## [Task description]
Shorten the paragraph that begins "Imho having a graph database" in the comments on graph databases below to two brief sentences that keep its main points.

Eventually someone will figure out how to use a graph database to allow an agent to efficiency build & cull context to achieve near determinant activities. Seems like one needs a sufficiently powerful schema and a harness that properly builds the graph of agent knowledge, like how ants naturally figure how where sugar is, when that stockpile depletes and shifts to other sources.
This looks neat, but if you want it to be used for AI purposes, you might want to show a schema more complicated than a twitter network.
I'd wager the problem is on the side of "LLMs can't value/rank information good enough" rather than "The graph database wasn't flexible/good enough", but I'd be happy to be shown counter-examples.
I'm sure once that problem been solved, you can use the built-in map/object of whatever language, and it'll be good enough. Add save/load to disk via JSON and you have long-term persistence too. But since LLMs still aren't clever enough, I don't think the underlying implementation matters too much.
the airline graph is more complex, I can show the schema for that if you think it's useful?
Working on exactly that! We're local first, but do distributed sync with iroh. Written in rust and fully open source.
Imho having a graph database that is really easy to use and write new cli applications on top of works much better. You don't need strong schema validation so long as you can gracefully ignore what your schema doesn't expect by viewing queries as type/schema declarations.

## [Raw data]
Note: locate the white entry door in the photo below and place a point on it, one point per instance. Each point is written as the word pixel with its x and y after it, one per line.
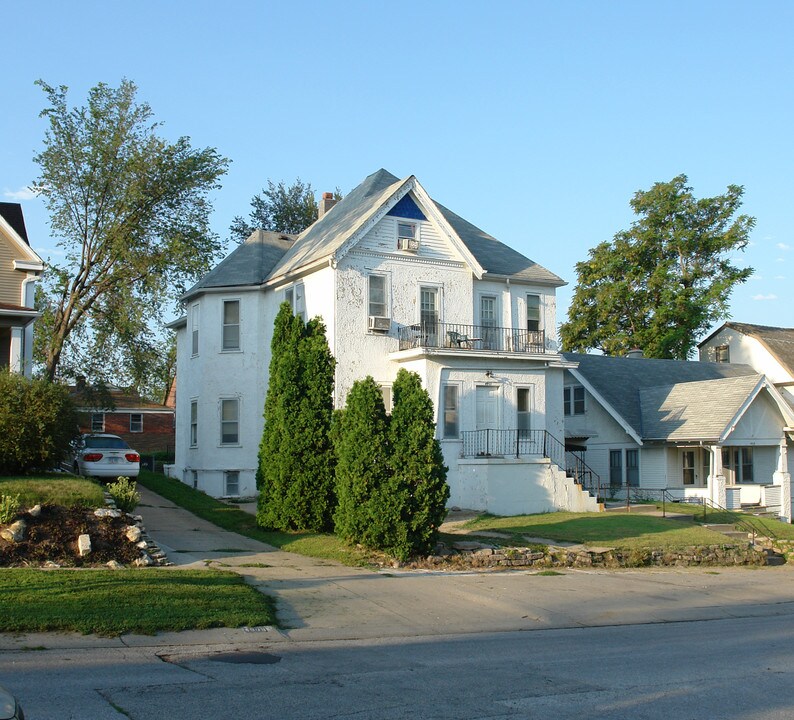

## [Solution to this problem]
A graph database that is easy to use and easy to build new CLI applications on works much better. Strong schema validation isn't needed if queries act as type or schema declarations, so anything the schema doesn't expect can be gracefully ignored.